>>>
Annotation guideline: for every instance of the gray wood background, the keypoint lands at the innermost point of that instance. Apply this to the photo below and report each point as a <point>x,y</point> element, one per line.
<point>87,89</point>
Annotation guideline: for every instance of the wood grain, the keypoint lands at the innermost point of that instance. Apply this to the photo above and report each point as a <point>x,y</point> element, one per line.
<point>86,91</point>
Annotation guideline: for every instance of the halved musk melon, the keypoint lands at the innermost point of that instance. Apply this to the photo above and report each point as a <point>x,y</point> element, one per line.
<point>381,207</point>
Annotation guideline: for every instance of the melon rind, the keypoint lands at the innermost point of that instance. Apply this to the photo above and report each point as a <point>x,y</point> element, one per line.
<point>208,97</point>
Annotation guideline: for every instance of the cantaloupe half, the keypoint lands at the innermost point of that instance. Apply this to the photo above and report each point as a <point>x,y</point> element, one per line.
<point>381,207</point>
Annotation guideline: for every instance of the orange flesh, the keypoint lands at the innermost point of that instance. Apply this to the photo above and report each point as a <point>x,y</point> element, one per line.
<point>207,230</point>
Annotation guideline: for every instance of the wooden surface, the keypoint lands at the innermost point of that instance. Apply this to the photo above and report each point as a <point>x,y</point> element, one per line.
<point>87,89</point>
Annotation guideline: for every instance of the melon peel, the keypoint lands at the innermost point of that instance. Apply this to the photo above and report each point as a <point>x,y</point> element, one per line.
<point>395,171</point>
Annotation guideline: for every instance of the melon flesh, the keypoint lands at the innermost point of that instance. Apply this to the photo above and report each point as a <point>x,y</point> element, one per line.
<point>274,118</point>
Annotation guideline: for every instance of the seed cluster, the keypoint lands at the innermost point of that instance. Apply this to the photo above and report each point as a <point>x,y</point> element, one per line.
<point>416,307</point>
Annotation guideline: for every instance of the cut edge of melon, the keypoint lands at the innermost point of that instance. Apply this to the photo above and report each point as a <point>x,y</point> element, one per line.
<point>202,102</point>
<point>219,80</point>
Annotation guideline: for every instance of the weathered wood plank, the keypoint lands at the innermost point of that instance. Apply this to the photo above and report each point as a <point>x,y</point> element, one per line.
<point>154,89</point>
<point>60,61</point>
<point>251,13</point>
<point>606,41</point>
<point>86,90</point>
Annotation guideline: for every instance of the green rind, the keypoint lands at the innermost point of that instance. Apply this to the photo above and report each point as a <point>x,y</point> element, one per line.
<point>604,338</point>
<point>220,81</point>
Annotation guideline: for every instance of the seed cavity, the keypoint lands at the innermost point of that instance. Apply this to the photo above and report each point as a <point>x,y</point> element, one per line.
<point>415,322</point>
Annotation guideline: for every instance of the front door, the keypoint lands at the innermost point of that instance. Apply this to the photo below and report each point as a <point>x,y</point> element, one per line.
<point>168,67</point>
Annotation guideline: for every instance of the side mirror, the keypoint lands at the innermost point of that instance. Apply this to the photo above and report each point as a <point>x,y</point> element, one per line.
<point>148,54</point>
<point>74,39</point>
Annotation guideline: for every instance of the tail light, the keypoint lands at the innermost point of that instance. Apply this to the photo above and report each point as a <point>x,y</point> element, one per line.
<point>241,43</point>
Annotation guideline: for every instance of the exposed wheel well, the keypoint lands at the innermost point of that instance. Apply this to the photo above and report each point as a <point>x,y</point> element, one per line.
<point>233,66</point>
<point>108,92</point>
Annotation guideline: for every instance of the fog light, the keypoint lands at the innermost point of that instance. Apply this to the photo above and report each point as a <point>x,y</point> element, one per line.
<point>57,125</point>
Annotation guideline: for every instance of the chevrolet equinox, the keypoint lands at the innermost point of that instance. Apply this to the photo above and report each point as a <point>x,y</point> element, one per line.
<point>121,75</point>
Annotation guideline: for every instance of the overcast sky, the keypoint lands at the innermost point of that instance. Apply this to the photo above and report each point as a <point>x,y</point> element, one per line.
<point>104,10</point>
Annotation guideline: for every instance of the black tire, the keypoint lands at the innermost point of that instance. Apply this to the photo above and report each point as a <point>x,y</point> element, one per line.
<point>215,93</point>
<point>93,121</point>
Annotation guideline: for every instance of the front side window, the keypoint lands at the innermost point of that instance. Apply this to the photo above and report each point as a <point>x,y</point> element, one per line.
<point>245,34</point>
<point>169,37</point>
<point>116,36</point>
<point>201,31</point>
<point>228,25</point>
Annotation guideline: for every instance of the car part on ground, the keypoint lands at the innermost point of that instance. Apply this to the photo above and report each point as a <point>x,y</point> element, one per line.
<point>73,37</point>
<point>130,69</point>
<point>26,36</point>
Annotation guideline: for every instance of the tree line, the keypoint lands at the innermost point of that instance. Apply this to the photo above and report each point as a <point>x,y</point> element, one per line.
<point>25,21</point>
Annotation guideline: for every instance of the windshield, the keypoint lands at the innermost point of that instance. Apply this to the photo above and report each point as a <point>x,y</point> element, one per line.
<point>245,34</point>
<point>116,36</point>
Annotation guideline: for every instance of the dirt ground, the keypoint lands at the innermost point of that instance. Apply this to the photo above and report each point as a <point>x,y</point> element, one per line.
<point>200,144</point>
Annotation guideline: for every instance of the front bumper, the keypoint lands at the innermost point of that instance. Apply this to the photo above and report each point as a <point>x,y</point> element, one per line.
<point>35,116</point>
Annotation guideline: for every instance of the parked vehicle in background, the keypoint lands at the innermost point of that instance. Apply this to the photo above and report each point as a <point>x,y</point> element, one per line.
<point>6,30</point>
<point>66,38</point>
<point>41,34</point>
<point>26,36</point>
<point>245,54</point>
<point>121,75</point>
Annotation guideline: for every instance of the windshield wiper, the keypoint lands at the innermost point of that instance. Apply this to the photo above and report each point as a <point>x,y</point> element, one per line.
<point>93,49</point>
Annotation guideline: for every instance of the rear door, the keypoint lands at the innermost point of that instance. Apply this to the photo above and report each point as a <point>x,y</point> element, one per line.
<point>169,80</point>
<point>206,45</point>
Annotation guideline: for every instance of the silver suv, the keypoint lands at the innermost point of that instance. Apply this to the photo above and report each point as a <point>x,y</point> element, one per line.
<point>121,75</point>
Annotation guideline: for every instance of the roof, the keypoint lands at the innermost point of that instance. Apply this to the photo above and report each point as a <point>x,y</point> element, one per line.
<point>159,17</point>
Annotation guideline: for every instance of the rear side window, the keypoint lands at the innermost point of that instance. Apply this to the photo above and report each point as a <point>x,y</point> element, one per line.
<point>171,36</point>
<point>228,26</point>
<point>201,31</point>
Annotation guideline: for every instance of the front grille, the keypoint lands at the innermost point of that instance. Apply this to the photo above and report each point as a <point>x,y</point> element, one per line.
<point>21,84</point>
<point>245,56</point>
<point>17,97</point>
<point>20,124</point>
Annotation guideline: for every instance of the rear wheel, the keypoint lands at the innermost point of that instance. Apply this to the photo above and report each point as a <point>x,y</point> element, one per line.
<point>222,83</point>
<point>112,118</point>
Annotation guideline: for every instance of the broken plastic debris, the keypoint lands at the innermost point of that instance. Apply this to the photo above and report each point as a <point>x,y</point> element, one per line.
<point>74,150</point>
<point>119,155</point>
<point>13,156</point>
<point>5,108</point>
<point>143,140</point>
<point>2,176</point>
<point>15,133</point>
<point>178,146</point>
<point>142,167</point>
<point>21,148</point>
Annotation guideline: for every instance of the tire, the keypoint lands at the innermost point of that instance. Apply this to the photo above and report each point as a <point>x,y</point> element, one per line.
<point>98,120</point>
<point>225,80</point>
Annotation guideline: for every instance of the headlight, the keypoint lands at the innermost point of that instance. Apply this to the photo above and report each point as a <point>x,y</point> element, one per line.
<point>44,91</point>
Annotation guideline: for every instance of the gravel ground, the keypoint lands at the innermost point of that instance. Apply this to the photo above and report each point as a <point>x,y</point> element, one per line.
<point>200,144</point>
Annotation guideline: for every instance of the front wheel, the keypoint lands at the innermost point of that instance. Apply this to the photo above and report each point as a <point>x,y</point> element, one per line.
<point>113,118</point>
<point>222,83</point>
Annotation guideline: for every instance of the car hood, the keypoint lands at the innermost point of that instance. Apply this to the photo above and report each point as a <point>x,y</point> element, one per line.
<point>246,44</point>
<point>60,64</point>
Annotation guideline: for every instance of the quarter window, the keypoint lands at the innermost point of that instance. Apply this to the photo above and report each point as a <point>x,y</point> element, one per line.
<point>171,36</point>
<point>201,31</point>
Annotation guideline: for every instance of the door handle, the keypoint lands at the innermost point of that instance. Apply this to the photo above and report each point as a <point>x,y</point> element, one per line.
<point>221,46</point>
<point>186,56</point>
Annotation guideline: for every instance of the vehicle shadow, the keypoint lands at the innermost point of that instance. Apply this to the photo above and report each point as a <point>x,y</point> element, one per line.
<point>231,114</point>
<<<
▶ _PROBLEM DESCRIPTION_
Please transcribe the lines from the one containing "Annotation guideline: for every instance of the vehicle" through the last line of the records. Include both ends and nothing else.

▶ _PROBLEM SOLUTION_
Annotation guideline: for every instance of the vehicle shadow, the keypoint lands at the innermost point of that instance. Apply this to the photo above and report each point as a <point>x,y</point> element, one per line.
<point>231,114</point>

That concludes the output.